## GIVEN INSTRUCTION:
Locate the line that contains "Query: wire fence". Copy it and every following line through the end of the records, exactly, and include nothing else.

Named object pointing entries
•••••

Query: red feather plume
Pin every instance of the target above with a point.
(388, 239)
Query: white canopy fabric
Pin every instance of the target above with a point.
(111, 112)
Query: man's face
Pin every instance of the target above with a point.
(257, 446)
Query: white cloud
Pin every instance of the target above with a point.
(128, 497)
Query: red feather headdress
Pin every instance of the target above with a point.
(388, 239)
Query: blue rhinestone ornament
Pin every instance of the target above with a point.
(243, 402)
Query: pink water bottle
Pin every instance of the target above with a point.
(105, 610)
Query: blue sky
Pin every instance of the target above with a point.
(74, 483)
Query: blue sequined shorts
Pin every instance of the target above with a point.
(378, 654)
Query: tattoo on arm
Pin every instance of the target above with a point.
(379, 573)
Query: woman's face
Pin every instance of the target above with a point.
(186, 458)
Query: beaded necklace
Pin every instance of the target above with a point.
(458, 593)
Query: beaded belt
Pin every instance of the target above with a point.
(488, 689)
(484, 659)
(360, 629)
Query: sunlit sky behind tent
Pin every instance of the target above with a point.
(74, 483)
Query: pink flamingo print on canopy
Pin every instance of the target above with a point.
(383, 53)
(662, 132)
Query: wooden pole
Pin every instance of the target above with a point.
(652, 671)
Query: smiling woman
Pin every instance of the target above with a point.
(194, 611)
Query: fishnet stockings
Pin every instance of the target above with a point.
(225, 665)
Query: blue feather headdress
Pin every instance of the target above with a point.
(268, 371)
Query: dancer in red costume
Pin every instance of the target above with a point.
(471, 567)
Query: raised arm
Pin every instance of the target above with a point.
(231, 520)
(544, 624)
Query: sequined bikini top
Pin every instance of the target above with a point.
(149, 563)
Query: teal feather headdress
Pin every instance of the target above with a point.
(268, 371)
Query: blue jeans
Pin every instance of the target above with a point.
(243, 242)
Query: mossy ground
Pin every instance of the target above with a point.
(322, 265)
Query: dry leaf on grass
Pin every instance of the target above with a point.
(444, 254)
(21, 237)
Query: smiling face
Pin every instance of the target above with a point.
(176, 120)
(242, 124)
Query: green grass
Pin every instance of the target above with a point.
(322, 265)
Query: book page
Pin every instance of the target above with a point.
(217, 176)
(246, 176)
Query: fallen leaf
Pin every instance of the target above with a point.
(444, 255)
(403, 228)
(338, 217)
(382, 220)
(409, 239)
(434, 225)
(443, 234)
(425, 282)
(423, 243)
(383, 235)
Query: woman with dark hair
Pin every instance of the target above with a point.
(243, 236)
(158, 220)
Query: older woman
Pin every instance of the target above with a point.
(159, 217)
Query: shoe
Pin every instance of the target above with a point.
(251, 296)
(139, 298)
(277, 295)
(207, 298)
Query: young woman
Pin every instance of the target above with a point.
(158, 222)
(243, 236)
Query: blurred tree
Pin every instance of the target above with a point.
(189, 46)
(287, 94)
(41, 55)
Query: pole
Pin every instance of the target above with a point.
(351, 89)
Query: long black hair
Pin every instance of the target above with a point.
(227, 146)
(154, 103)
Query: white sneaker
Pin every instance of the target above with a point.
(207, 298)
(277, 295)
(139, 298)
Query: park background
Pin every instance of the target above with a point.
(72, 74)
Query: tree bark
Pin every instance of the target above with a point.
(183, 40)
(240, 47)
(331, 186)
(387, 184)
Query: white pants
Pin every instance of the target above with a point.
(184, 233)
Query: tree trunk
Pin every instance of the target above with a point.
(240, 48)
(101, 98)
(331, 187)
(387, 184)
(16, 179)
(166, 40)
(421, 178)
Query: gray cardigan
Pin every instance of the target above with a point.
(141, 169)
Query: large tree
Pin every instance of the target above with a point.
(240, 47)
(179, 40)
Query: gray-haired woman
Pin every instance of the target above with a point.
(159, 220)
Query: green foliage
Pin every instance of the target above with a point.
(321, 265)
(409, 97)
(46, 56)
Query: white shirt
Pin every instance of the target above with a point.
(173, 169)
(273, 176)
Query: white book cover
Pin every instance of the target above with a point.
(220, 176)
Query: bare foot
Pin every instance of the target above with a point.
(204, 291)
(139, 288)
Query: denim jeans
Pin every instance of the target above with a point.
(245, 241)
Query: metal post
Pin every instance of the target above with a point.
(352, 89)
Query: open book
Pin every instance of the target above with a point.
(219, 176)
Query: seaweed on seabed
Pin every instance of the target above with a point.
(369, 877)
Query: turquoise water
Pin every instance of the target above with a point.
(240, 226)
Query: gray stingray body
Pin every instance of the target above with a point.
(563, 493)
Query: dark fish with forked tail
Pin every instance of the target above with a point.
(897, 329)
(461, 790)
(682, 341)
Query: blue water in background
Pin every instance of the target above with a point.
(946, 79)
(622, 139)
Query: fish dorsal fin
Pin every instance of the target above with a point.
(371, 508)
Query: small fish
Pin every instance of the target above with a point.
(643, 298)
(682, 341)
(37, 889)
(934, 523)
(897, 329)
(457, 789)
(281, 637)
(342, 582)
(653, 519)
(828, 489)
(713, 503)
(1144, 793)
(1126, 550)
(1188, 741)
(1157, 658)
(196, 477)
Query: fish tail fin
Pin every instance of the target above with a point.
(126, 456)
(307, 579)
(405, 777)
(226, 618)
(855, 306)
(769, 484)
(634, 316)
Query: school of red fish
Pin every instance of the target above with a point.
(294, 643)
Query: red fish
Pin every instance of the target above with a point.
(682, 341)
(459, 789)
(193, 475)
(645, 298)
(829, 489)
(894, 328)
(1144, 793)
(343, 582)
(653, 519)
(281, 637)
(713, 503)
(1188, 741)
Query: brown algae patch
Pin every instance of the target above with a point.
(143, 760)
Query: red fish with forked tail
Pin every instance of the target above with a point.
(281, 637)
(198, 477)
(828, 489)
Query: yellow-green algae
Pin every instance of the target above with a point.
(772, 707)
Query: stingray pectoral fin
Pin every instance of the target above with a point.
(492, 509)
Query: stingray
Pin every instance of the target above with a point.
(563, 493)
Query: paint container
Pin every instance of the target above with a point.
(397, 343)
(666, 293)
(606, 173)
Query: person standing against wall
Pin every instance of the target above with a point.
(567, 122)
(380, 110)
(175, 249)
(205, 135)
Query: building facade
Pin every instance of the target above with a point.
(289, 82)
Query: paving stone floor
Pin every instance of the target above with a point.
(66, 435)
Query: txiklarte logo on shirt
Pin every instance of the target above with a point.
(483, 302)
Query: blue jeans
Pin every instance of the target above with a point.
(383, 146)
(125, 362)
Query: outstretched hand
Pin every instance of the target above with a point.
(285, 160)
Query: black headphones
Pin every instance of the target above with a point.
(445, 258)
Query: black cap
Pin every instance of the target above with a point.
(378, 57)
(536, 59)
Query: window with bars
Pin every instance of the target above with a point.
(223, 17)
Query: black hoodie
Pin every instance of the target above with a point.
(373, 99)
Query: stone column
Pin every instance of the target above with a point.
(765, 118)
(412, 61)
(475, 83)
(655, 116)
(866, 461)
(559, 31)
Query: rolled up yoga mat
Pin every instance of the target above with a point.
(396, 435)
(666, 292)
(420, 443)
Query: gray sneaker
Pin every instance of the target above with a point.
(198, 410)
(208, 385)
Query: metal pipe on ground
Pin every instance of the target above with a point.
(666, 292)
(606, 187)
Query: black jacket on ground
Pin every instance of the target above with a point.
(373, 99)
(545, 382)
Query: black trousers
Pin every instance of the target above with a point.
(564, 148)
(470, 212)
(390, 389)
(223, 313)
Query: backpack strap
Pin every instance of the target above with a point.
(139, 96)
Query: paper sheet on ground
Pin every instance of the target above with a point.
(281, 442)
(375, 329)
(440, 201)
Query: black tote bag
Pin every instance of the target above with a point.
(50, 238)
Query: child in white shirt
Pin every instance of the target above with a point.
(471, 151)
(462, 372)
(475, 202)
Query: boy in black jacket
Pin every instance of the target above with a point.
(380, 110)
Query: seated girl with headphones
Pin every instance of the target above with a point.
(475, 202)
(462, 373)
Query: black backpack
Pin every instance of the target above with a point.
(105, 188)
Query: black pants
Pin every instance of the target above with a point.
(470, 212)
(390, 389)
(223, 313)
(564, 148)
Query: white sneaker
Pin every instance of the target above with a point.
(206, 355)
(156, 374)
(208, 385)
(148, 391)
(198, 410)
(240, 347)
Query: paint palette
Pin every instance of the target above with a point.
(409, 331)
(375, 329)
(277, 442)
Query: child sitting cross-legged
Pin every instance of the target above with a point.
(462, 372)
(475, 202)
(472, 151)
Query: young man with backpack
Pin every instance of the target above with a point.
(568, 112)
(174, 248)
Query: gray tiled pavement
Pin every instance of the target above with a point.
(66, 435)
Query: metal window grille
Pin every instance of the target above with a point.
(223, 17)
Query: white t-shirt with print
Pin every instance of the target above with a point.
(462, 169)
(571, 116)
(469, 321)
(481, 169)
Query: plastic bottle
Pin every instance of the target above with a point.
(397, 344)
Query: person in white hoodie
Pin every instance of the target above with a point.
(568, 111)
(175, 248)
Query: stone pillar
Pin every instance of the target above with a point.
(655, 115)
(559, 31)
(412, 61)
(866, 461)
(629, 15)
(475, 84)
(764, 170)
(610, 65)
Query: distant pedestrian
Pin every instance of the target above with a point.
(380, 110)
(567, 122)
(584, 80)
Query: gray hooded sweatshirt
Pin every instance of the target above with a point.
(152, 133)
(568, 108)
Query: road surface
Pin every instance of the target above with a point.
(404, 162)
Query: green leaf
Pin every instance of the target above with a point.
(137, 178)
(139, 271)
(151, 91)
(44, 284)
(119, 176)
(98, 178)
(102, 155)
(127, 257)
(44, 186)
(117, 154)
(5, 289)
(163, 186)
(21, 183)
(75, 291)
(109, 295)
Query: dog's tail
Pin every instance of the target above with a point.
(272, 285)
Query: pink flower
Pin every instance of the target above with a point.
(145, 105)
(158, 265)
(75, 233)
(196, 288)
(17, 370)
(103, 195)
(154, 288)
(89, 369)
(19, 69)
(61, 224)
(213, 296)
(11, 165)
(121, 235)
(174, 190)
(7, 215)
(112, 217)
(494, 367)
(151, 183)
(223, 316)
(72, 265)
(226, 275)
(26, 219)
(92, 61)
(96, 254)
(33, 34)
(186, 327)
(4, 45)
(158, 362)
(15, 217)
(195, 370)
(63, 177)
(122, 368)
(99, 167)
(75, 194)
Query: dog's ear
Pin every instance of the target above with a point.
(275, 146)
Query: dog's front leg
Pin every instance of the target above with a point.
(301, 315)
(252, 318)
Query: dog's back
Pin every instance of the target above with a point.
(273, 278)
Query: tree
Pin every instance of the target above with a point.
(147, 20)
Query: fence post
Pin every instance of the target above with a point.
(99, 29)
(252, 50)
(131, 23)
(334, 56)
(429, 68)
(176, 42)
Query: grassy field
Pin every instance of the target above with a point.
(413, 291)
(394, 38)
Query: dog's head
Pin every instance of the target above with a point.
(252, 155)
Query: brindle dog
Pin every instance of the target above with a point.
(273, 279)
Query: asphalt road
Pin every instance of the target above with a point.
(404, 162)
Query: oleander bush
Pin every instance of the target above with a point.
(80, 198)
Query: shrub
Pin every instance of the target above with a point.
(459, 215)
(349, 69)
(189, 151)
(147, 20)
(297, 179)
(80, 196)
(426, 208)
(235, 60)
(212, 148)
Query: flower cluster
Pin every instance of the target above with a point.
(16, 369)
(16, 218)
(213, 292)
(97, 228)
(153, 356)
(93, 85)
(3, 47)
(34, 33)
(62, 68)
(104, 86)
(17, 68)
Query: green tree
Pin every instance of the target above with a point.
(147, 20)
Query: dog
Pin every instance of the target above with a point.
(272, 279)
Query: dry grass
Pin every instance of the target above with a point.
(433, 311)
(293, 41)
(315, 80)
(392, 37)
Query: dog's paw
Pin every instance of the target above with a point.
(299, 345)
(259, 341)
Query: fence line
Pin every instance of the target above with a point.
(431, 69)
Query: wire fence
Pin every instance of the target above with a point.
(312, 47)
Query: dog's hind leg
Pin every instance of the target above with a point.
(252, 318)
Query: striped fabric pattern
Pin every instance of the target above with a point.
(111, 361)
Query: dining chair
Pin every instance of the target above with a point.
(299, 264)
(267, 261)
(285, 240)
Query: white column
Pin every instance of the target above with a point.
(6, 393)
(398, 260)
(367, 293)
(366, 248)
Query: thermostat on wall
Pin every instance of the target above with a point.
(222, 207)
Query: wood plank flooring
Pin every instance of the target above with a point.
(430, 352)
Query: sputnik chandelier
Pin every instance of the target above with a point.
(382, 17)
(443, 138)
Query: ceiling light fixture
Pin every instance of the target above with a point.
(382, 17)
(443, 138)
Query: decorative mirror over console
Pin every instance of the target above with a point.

•••••

## SOLUTION FOR THIS PROBLEM:
Query: wire fence
Pin every instance of the target above with a point.
(312, 47)
Query: dog's hind leg
Pin every instance of the target above with a point.
(252, 318)
Query: striped fabric pattern
Pin every instance of the target above with a point.
(111, 361)
Query: dining chair
Pin every instance of the target above with a point.
(299, 264)
(267, 261)
(285, 240)
Query: white column
Pin every instance of the target above with a point.
(6, 393)
(398, 260)
(367, 293)
(366, 248)
Query: thermostat on wall
Pin every instance of the target above with a point.
(222, 207)
Query: wood plank flooring
Pin every instance of the target above with a point.
(430, 352)
Query: sputnik chandelier
Pin every instance of the target above with a point.
(382, 17)
(443, 138)
Query: ceiling light fixture
Pin every instance of the target above with a point.
(382, 17)
(443, 138)
Query: decorative mirror over console
Pin every instance of the target above with a point.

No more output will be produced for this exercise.